* **Task brief**: Reproduce the complete listing without any deviation.

[Stored entries]

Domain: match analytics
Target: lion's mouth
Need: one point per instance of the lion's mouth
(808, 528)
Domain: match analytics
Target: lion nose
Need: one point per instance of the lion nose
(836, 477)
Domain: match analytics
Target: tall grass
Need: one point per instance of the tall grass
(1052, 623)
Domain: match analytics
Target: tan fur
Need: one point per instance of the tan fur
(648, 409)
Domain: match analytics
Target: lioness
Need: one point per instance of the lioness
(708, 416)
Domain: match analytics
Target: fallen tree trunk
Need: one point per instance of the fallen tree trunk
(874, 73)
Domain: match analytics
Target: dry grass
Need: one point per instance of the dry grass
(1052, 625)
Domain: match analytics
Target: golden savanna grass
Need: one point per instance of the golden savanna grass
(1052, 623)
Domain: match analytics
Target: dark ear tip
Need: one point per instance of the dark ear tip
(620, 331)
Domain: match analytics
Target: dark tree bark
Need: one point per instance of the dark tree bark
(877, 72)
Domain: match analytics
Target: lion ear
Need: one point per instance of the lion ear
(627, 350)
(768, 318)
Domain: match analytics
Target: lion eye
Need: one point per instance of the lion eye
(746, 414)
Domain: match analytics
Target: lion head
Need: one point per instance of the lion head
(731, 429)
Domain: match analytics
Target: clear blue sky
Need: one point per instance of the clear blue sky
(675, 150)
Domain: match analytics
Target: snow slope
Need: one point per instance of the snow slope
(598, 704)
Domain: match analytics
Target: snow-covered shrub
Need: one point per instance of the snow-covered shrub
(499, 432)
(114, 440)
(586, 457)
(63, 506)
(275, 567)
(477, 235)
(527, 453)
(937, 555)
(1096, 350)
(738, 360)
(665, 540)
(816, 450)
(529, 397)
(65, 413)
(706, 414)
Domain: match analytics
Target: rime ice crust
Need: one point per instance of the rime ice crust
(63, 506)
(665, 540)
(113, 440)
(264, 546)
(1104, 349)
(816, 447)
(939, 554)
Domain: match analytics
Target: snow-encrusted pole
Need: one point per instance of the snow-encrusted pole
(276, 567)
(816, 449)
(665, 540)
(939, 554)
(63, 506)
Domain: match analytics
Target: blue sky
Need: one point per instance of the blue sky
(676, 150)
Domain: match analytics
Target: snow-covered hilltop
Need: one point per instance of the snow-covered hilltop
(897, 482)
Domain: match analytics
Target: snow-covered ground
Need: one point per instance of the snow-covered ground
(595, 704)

* **Solution below**:
Domain: match analytics
Target: lion's mouth
Need: one point per instance of the lion's mouth
(808, 528)
Domain: match analytics
Target: lion nose
Need: one point per instance of the lion nose
(836, 477)
Domain: match analytics
Target: tall grass
Need: one point per instance of the tall grass
(1052, 623)
Domain: match analytics
Target: tan fur
Need: one point per instance of the tan fur
(648, 409)
Domain: match analytics
Target: lioness
Need: one point per instance of the lioness
(708, 416)
Domain: match analytics
Target: fallen tree trunk
Need: one point per instance of the fallen tree trunk
(874, 73)
Domain: match analytics
Target: dry grass
Need: one point per instance of the dry grass
(1052, 625)
Domain: match analytics
Target: golden savanna grass
Need: one point per instance of the golden savanna grass
(1052, 623)
Domain: match analytics
Target: dark ear tip
Need: one point per instance of the dark ear tip
(620, 331)
Domain: match analytics
Target: dark tree bark
Need: one point per instance of the dark tree bark
(877, 72)
Domain: match analytics
Target: lion ear
Need: one point per instance of the lion ear
(627, 350)
(768, 318)
Domain: match analytics
Target: lion eye
Need: one point per instance of the lion eye
(746, 414)
Domain: match analytics
Target: lion head
Need: one point per instance of the lion head
(731, 429)
Domain: match analytics
Target: clear blue sky
Need: one point per instance of the clear blue sky
(675, 150)
Domain: match analytics
Target: snow slope
Need: one point per instance of the snow slope
(598, 704)
Domain: match analytics
Target: snow-covered shrub
Need: one point per instance of the snow-covered shrub
(499, 432)
(114, 440)
(586, 457)
(63, 506)
(275, 567)
(477, 235)
(527, 453)
(937, 555)
(1096, 350)
(738, 360)
(665, 540)
(816, 450)
(529, 397)
(65, 413)
(706, 414)
Domain: match analytics
Target: rime ice crust
Need: one point per instance of the rime ice crust
(63, 506)
(665, 540)
(113, 440)
(264, 546)
(1104, 349)
(816, 447)
(939, 554)
Domain: match analytics
Target: snow-encrusted pole
Need: one point per instance of the snow-encrusted pole
(276, 567)
(816, 449)
(665, 540)
(939, 554)
(63, 506)
Domain: match analytics
Target: blue sky
Need: one point per instance of the blue sky
(676, 150)
Domain: match analytics
Target: snow-covered hilltop
Need: one point per instance of the snow-covered hilltop
(897, 482)
Domain: match analytics
Target: snow-covered ground
Need: one point per instance of the snow-covered ground
(595, 704)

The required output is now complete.